Work order 1
List every medical condition that the Arran Chemical Company excerpt names as treated by drugs built with Arran's products.
Work order 2
Please reproduce the Arran Chemical Company excerpt word for word, everything from "The products from" down to "of the customer.".

He said the resources of Almac have since allowed Arran to attract further business.

Arran Chemical Company specialises in manufacturing products for pharmaceutical and health care, flavour/ fragrance, personal care, and other specialised chemical and industrial applications.

Arran Chemical Company is one of two Almac Group operations in Athlone. The company purchased BioClin in the IDA Business and Technology Park in Garrycastle in 2017, and it is now known as Almac Sciences (Ireland) Ltd.

Professor Moody says the significance of the work of a company like Arran is not fully understood.

“Sometimes people say 'chemistry? What does chemistry do?'. The products that we make, they change people's lives,” he explained.

In fact, Arran Chemical Company is a named manufacturer of key building blocks that go into 33 different commercial drugs, ranging from products that are used to treat hypertension, cardiovascular problems, renal problems and epilepsy among others.

The products from Arran Chemicals are then shipped to the customer to make the final drug.

Arran exports 99% of its product and, as Martin McCabe explained, the company is registered on the master files submitted to regulators for these drugs – something which required significant effort to achieve and of which Arran is understandably proud.

It means too, as Prof Moody explained, the processes at Arran have to pass the scrutiny of the customer.

Supplied material

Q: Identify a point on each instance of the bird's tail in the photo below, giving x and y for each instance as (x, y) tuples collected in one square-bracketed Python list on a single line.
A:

--

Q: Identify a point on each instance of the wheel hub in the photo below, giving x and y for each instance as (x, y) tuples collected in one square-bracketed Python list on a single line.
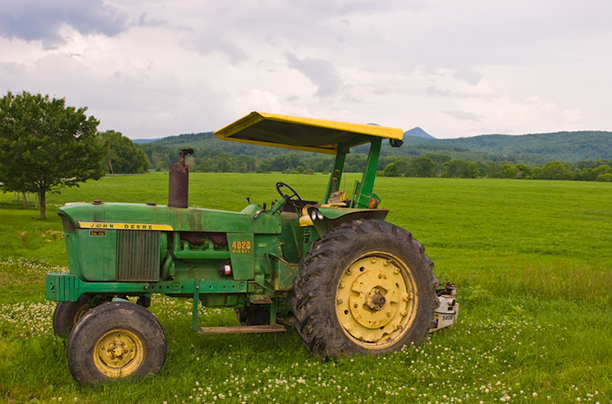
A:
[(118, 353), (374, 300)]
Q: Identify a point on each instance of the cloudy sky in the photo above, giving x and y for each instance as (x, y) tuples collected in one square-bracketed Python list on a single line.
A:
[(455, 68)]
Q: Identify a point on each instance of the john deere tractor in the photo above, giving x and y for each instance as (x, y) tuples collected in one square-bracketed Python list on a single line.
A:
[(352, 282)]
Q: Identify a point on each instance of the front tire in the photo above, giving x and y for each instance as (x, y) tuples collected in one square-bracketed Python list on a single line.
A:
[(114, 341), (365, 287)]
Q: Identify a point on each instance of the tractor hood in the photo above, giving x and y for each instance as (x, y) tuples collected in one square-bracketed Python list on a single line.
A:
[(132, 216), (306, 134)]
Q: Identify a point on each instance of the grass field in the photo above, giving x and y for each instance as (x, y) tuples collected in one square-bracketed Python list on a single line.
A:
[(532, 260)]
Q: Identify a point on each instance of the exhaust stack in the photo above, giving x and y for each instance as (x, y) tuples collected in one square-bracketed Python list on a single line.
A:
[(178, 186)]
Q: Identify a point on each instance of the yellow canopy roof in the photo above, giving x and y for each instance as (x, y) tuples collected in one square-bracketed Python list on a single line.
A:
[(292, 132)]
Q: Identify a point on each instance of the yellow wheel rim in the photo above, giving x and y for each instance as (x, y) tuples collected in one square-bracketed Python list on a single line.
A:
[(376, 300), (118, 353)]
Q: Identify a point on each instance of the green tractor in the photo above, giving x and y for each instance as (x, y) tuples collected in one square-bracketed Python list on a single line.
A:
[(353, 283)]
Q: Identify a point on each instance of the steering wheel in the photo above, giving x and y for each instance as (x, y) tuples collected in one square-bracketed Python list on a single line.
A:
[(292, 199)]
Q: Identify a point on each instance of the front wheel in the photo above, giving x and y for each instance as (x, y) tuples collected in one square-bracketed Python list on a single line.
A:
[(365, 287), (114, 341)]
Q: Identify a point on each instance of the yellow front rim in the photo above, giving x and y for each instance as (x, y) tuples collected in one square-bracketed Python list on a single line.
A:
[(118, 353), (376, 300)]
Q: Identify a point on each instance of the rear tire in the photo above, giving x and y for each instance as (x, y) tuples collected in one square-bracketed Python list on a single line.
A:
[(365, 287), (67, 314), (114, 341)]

Task response 1
- hypertension
- cardiovascular problems
- renal problems
- epilepsy

Task response 2
The products from Arran Chemicals are then shipped to the customer to make the final drug.

Arran exports 99% of its product and, as Martin McCabe explained, the company is registered on the master files submitted to regulators for these drugs – something which required significant effort to achieve and of which Arran is understandably proud.

It means too, as Prof Moody explained, the processes at Arran have to pass the scrutiny of the customer.